### Texto extraído

II. Sucede que, o Réu, aqui Recorrente, não pode concordar com a decisão, por a mesma, com o devido respeito, não poder dar como provados determinados factos cuja prova não foi feita em audiência de julgamento e se basear em factos antagónicos à verdade material.
III. Do mesmo modo que o Tribunal a quo deu como não provados, factos que deveriam ter sido dados como provados, cuja prova foi feita em audiência de julgamento e que Tribunal Recorrido optou por ignorar.
IV. O Tribunal a quo deu como provado os seguintes factos:
1. O autor nasceu a .../.../1971, mas da sua certidão de nascimento consta apenas a identificação da mãe – CC – e dos avós maternos – DD e EE, não constando a menção da sua paternidade.
2. Quando tinha 13 ou 14 anos, em 1965 ou 1966, a mãe do autor veio sozinha, de
3. ..., Paredes, para o Porto para trabalhar, em regime interno, como empregada doméstica, numa casa junto à Praça ....
4. Nessa altura conheceu o réu, que trabalhava, inicialmente na A... e, posteriormente, no B..., na citada Praça ..., e começaram a namorar.
5. Com excepção de um pequeno período em que estiveram zangados, a mãe do Autor manteve uma relação de namoro de mais de 5 anos com o réu.
6. Durante cerca de 15 dias, tempos antes da mãe do autor engravidar, chegaram a viver juntos, na casa de uma irmã do réu, chamada FF, casada com um senhor chamado GG.
7. Período durante o qual houve comunhão de leito e mesa.
8. Durante o seu relacionamento mantiveram relações sexuais.
9. E na sequência desse relacionamento, a mãe do autor, por volta dos 19 anos de idade, engravidou.
10. A mãe do autor veio a saber que o réu seguiu para a guerra nas colónias e este nunca tomou qualquer iniciativa no sentido de entrar em contacto com aquela.
11. Quando já o filho tinha nascido (com 29 dias de idade foi viver para ..., Paredes, com os avós maternos), foi comunicado à mãe do autor, pela irmã deste chamada FF, que o réu tinha falecido na guerra.
12. E foi esta informação que transmitiu ao autor, sempre que este pedia a identificação do pai.
13. Aliás, sempre que o Autor tocava no assunto, a mãe apressava-se em repetir a resposta e a alertá-lo que não queria falar mais sobre o assunto.
14. Só em Março de 2015, pressionada pelo autor e pelos filhos deste, a mãe decidiu revelar-lhe o nome do seu pai, acrescentando que o mesmo era natural de Celorico.
15. Munido desse dado, o Autor conseguiu a informação de que o pai, afinal, estava vivo.
16. Confrontou a mãe com esta informação.
17. Conseguiu saber onde morava o cunhado GG que contactou.
18. Mas o autor estava determinado a conhecer e encontrar o pai e conseguiu saber que o mesmo, após a tropa, tinha ido para França, onde tinha constituído família, e obter a sua residência.
19. Chegou inclusivamente a contactá-lo por carta remetida em 30-03-2015 revelando ter tido conhecimento da sua identidade e pedindo o contacto, para o que forneceu os seus números de telefone.

######
### Listagem de dados

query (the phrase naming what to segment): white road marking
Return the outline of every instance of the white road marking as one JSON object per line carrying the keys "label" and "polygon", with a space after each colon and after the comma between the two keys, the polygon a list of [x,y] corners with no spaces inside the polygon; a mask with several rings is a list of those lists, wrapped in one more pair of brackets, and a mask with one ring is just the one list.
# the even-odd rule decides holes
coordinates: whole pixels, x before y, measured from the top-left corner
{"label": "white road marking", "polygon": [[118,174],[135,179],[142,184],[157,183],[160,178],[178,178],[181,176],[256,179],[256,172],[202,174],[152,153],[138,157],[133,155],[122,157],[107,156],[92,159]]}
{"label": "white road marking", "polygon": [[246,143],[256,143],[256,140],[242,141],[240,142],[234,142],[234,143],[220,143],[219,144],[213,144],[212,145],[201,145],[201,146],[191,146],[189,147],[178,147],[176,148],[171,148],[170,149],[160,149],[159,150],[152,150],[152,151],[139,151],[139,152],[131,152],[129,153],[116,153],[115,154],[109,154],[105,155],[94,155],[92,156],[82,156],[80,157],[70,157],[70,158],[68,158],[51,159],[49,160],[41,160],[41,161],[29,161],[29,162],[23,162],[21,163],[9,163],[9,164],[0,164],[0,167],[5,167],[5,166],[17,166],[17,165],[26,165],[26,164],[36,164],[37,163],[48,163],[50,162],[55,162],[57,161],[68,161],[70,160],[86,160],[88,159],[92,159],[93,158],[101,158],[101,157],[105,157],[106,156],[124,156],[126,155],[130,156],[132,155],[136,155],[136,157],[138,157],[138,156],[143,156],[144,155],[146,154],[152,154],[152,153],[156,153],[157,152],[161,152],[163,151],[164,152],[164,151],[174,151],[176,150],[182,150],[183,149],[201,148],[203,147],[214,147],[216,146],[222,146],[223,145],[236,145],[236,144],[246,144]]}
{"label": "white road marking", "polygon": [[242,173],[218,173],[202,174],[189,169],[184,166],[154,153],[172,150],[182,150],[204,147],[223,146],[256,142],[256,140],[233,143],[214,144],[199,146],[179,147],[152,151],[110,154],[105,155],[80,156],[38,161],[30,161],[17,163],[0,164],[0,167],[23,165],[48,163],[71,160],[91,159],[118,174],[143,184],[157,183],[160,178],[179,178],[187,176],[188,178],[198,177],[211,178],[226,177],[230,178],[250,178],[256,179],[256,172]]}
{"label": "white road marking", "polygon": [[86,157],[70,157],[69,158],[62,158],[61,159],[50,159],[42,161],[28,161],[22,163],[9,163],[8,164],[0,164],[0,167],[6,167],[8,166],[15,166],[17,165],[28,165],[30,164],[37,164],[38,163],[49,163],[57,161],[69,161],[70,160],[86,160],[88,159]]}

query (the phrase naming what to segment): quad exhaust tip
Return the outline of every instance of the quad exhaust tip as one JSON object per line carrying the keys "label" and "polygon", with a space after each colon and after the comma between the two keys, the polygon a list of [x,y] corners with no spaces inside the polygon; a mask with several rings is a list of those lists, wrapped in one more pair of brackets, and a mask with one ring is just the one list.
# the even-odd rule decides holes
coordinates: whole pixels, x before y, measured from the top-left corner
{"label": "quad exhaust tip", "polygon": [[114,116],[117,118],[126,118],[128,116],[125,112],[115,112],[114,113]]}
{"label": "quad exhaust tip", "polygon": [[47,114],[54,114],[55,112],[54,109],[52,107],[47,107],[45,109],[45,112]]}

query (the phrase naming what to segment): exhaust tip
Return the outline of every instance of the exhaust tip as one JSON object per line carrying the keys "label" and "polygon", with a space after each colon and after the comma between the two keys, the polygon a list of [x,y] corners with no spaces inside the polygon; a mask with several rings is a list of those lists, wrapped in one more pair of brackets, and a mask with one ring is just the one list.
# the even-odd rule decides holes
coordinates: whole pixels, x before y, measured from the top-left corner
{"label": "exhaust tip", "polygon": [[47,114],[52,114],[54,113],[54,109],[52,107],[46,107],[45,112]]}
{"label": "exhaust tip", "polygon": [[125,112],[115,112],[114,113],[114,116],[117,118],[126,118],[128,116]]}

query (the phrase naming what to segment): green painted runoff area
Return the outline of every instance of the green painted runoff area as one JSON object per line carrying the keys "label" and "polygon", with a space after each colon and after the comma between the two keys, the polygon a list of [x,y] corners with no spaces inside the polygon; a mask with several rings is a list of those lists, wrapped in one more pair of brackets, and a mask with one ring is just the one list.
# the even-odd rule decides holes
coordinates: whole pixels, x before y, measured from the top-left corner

######

● **Instruções do exercício**
Retome o texto do recurso sobre a paternidade do autor a partir do ponto em que termina. As entradas provêm de uma fonte diferente.

● **Resposta escrita**
20. Nas cartas enviadas ao Réu, AA, são utilizadas expressões tais como “Tenho uma vida difícil” e “Fale comigo podemos chegar a entendimento”.
V. Para fundamentação da sua decisão, o Tribunal a quo alega que se baseou na conjugação da prova produzida de natureza documental, quer pericial, quer testemunhal.
VI. Mas, a verdade é que, no que respeita aos pontos 2 a 13 e 15 a 18 da matéria dada como provada, o Tribunal a quo não especifica os fundamentos que foram decisivos para sua convicção.
VII. Tanto que, O Tribunal a quo, na sua decisão, afirma que o testemunho da D.ª CC apenas foi tido em conta relativamente ao “momento e modo como o autor tomou conhecimento da identidade do seu pai”, o que corresponde única e exclusivamente ao ponto 14 dos factos provados.
VIII. Então, com que fundamento, o Tribunal a quo deu como provado os pontos 2 a 13 e 15 a 18 constantes da sentença?
IX. Salvo melhor opinião, parece-nos que estamos perante a violação de princípio orientador do Direito Adjetivo o qual obriga à FUNDAMENTAÇÃO DE TODA E QUALQUER DECISÃO JUDICIAL sob pena de nulidade – art.º 615.º, n.º 1, al. b) do CPC – o que desde já se invoca.
X. No tocante à prova testemunhal, o Tribunal a quo deu particular importância ao depoimento prestado pela D.ª CC, progenitora do Autor, aqui Recorrido, ao considera-lo como “claro e credível”.
XI. Porém, o seu depoimento, - prestado no dia 04 de julho de 2022 e gravado no sistema H@bilus Media Studio, na sala de audiência nº 5, do minuto 00:19:30 ao minuto 01:12:36 -, mostra que, não só está em total discrepância com aquilo que foi alegado pelo Autor na sua petição inicial, como foi completamente incoerente e pouco convincente.
DE FACTO,
XII. Em diversos momentos do seu depoimento, aquela não só se contradiz sobre os mesmos factos, como é incoerente em termos cronológicos/temporais, entre outras situações que iremos demonstrar.
XIII. A depoente, CC, quer em instâncias da Meritíssima Juíza, quer dos mandatários do Autor e do Réu, nunca foi assertiva quanto aos anos de namoro entre esta e o Réu. Sr. AA - [00:22:25]; [00:24:09]; [00:51:12] e [00:51:19].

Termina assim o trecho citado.